From the entries below, determine the number of lines that contain "blonde". Give that number by itself.

*SOURCE DATA*
* * *
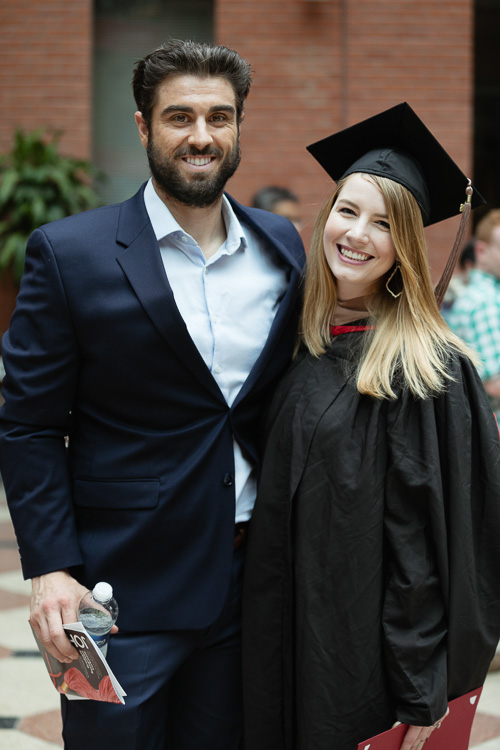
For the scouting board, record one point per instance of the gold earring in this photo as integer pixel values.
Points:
(397, 268)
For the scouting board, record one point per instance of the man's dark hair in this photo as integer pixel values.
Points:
(189, 58)
(267, 197)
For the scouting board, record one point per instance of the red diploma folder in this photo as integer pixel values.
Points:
(454, 733)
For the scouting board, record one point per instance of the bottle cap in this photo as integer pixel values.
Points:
(102, 592)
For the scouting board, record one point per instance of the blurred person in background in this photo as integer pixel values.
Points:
(280, 201)
(475, 313)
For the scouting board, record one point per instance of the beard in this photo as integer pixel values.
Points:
(201, 189)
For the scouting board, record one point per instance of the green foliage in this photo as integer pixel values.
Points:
(38, 185)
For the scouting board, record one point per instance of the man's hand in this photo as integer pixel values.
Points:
(54, 600)
(416, 737)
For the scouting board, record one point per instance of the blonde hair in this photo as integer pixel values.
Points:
(410, 344)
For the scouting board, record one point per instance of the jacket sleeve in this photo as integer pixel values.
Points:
(41, 359)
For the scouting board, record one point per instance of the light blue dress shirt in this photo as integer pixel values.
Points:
(228, 304)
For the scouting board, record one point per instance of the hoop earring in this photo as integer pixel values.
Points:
(397, 268)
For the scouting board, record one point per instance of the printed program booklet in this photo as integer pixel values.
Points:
(454, 731)
(89, 677)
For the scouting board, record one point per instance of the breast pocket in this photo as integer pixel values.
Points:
(130, 494)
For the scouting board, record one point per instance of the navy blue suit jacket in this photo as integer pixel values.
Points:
(143, 497)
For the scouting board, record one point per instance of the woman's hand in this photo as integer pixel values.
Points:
(416, 737)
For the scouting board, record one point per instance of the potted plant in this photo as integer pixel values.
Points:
(38, 185)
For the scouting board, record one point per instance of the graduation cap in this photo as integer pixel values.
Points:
(396, 144)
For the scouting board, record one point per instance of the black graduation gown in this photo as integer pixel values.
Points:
(372, 582)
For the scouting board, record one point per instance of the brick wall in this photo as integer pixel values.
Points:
(323, 64)
(45, 70)
(319, 65)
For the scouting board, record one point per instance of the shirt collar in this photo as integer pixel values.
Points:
(164, 223)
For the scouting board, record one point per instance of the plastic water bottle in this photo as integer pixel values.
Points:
(98, 612)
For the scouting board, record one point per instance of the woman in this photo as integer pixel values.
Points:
(372, 591)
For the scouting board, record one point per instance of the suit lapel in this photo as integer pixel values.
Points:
(141, 262)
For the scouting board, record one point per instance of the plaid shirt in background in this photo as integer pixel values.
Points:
(475, 317)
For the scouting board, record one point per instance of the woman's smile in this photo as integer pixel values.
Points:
(357, 239)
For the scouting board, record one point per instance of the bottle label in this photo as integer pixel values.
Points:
(100, 640)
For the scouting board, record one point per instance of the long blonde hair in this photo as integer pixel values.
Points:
(410, 343)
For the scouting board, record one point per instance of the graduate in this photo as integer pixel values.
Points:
(372, 591)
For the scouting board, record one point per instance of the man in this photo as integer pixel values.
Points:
(150, 334)
(280, 201)
(475, 314)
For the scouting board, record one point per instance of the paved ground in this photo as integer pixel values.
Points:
(29, 705)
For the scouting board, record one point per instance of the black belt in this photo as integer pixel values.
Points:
(240, 534)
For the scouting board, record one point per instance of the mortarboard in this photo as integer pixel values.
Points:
(396, 144)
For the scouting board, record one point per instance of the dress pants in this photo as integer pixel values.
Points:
(183, 689)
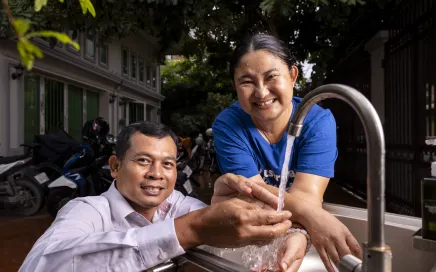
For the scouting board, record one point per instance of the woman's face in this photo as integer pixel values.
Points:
(264, 84)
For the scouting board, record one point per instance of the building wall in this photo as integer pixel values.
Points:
(70, 67)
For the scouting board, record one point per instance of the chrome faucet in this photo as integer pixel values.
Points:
(377, 256)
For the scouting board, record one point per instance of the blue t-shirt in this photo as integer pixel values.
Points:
(242, 150)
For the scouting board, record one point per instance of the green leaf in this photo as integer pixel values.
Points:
(62, 37)
(87, 6)
(21, 26)
(267, 5)
(39, 4)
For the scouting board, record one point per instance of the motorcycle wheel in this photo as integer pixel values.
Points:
(57, 198)
(33, 197)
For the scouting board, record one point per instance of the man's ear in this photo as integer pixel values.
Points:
(114, 165)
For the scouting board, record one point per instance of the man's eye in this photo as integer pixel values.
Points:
(142, 160)
(246, 82)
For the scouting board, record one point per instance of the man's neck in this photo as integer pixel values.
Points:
(148, 213)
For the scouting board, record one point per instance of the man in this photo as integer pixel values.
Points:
(141, 221)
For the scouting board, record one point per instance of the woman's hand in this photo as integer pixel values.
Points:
(331, 238)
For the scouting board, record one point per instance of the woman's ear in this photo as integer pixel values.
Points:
(114, 165)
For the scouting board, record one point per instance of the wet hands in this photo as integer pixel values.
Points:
(284, 254)
(237, 222)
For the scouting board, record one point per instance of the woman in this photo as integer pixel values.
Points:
(250, 140)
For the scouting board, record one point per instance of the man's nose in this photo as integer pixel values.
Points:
(155, 171)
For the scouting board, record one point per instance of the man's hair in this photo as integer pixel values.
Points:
(148, 128)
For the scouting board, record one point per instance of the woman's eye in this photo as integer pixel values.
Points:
(168, 164)
(271, 77)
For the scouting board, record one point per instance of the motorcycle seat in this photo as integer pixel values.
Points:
(11, 159)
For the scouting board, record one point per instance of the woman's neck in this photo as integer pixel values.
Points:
(272, 130)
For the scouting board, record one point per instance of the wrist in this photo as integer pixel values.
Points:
(298, 229)
(187, 230)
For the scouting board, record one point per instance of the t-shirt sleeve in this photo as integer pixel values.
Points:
(232, 150)
(318, 152)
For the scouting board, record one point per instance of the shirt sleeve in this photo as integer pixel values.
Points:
(233, 155)
(77, 241)
(317, 152)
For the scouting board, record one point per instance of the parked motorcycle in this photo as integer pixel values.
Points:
(85, 173)
(19, 192)
(203, 156)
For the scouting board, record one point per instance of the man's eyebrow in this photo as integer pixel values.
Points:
(172, 158)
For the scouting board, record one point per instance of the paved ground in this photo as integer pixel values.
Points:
(18, 235)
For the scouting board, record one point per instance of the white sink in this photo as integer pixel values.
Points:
(311, 263)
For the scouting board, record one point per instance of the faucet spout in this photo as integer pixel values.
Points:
(377, 255)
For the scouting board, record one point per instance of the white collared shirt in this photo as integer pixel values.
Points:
(104, 233)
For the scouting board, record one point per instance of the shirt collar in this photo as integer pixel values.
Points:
(119, 206)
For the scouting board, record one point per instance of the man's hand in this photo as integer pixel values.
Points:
(231, 223)
(229, 186)
(331, 238)
(294, 252)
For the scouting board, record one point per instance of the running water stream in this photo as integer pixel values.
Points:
(285, 172)
(265, 258)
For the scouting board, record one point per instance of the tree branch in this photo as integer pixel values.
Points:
(8, 12)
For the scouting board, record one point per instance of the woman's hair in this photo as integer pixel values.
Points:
(261, 42)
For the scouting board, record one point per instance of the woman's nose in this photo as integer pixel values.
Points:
(261, 91)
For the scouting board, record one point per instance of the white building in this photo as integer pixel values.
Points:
(120, 82)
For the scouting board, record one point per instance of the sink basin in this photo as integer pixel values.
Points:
(399, 232)
(311, 263)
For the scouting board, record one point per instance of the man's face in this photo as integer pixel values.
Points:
(148, 173)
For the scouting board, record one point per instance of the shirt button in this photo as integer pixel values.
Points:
(162, 255)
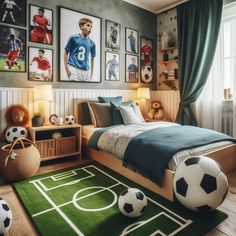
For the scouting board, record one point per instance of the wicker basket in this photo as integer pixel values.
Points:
(19, 160)
(46, 147)
(65, 145)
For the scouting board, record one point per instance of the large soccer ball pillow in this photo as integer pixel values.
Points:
(15, 132)
(200, 184)
(5, 217)
(69, 120)
(132, 202)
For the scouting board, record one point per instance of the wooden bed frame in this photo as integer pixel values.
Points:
(225, 156)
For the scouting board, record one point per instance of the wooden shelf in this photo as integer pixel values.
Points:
(168, 62)
(168, 49)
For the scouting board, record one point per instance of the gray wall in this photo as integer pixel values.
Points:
(116, 10)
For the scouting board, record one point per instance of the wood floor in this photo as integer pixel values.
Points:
(22, 225)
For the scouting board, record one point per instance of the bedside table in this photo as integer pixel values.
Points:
(55, 141)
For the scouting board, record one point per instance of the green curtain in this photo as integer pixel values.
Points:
(198, 24)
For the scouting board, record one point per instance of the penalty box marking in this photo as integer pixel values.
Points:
(38, 181)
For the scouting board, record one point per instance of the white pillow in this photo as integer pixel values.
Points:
(129, 116)
(138, 112)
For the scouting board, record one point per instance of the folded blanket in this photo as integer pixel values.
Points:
(149, 153)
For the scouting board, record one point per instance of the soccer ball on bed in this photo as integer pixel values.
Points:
(5, 217)
(132, 202)
(200, 184)
(69, 120)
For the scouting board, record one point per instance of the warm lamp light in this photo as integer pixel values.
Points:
(43, 95)
(143, 93)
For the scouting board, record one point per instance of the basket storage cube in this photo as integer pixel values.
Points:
(46, 147)
(65, 145)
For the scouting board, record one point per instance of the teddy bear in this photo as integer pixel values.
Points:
(156, 112)
(17, 117)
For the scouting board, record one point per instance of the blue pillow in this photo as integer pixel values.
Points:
(117, 100)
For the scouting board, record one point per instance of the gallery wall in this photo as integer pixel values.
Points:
(115, 10)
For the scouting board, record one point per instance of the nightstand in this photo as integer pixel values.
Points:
(55, 141)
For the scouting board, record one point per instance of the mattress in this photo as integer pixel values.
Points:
(88, 130)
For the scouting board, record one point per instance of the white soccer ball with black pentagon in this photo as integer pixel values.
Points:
(69, 120)
(147, 74)
(5, 217)
(132, 202)
(200, 184)
(15, 132)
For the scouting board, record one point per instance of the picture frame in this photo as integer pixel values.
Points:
* * *
*RESPONSE TO THE EXERCISE*
2